> **ПИСЬМЕННОЕ ЗАДАНИЕ**
Выпишите из статьи без изменений отрывок, начиная со слов «Я знал о нем» и далее до слов «и приглушив голос.» включительно.

> **СТАТЬЯ**

Пробормотав «спасибо», я ринулась домой, чтобы смыть с себя грязь и пот. Не успела еще ополоснуться, как раздался стук в дверь, открываю, а за ней – Генри! Он приехал на такси как настоящий полноправный гражданин Советского Союза. Начались разговоры без конца…

Прожив в Красноярске до декабря 1953 года, мы вернулись в Пермь, предварительно списавшись с директором Дворца культуры, куда Генриха Романовича с большой охотой взяли руководителем оркестра.

С этих пор мы уже не расставались с ним до самой его кончины…

«Земляку по стране, именуемой джаз»

Воспоминания М. И. Футлика, почетного архитектора России

В городе он был весьма заметной личностью.

Издалека можно было заметить его долговязую фигуру, воткнутую по грудь в уличную толпу. Он возвышался над нами, всегда элегантно одетый. Летом – в импортную вельветовую куртку цвета беж, в светлую рубашку (кофе с большим количеством молока), завершающуюся у подбородка большим бантом шейного платка, и в неизменной кепочке. Ансамбль дополняли трость и брюки белого или серо-коричневого цвета. В общем, предметы, как в сюите Эллингтона, – «бело-черно-бежевого цвета».

Он шел, свободно размахивая руками, и казалось, что его руки и ноги могли сгибаться в суставах по всем направлениям. Его худоба зрительно увеличивала его двухметровый рост.

В общем, эта незаурядная фигура была в свое время непременным дополнением городского пейзажа. Я часто встречал его на улицах. Мы не были знакомы, но иногда при большом сближении слегка раскланивались.

Я знал о нем уже довольно много по рассказам бывших его музыкантов. Рассказы эти не носили искусствоведческого характера. В основном, это были потешные случаи, связанные с женщинами и испитием большого количества горячительных напитков на репетициях и во время гастролей. В этих рассказах Генрих Романович был человеком бесшабашным, но с доброй душой. У него легко можно было занять несколько рублей в «трудную минуту», чему я был неоднократно свидетелем. О его арестах и лагерях говорили мало и приглушив голос.

> **ЗАПИСИ НАБОРА ДАННЫХ**
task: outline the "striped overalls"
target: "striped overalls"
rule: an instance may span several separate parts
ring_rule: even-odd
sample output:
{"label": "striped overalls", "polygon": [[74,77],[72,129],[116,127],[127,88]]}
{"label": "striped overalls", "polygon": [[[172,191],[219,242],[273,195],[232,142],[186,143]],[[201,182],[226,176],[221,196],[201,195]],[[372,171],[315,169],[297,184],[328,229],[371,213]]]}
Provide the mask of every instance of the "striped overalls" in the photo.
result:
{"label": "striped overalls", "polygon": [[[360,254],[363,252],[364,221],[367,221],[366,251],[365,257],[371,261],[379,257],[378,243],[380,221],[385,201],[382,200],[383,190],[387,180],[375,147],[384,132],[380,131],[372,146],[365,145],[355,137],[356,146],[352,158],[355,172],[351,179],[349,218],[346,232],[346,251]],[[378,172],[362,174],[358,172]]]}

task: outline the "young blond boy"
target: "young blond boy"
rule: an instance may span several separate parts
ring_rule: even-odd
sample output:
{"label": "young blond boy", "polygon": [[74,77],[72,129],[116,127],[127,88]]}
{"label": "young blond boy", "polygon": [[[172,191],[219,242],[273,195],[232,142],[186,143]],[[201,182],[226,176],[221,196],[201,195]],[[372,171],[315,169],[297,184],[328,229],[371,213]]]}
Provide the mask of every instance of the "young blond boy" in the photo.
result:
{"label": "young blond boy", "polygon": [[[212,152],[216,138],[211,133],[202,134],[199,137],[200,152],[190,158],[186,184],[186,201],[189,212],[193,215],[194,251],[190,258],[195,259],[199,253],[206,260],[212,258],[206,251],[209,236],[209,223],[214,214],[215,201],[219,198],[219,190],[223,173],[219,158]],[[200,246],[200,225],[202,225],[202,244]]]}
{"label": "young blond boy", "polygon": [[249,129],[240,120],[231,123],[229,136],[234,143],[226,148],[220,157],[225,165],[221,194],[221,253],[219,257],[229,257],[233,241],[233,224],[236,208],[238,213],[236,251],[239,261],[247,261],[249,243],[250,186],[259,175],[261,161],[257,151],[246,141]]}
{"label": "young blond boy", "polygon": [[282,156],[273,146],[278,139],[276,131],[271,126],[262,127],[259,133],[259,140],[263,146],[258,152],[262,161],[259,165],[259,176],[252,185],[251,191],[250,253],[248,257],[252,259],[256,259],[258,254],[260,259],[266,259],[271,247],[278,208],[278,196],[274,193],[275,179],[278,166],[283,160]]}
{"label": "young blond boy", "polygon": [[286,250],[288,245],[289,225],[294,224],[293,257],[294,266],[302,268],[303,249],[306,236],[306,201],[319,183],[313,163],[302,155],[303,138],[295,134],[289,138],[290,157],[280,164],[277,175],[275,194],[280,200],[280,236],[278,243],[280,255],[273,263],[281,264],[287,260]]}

> **РЕЗУЛЬТАТ ЗАДАНИЯ**
Я знал о нем уже довольно много по рассказам бывших его музыкантов. Рассказы эти не носили искусствоведческого характера. В основном, это были потешные случаи, связанные с женщинами и испитием большого количества горячительных напитков на репетициях и во время гастролей. В этих рассказах Генрих Романович был человеком бесшабашным, но с доброй душой. У него легко можно было занять несколько рублей в «трудную минуту», чему я был неоднократно свидетелем. О его арестах и лагерях говорили мало и приглушив голос.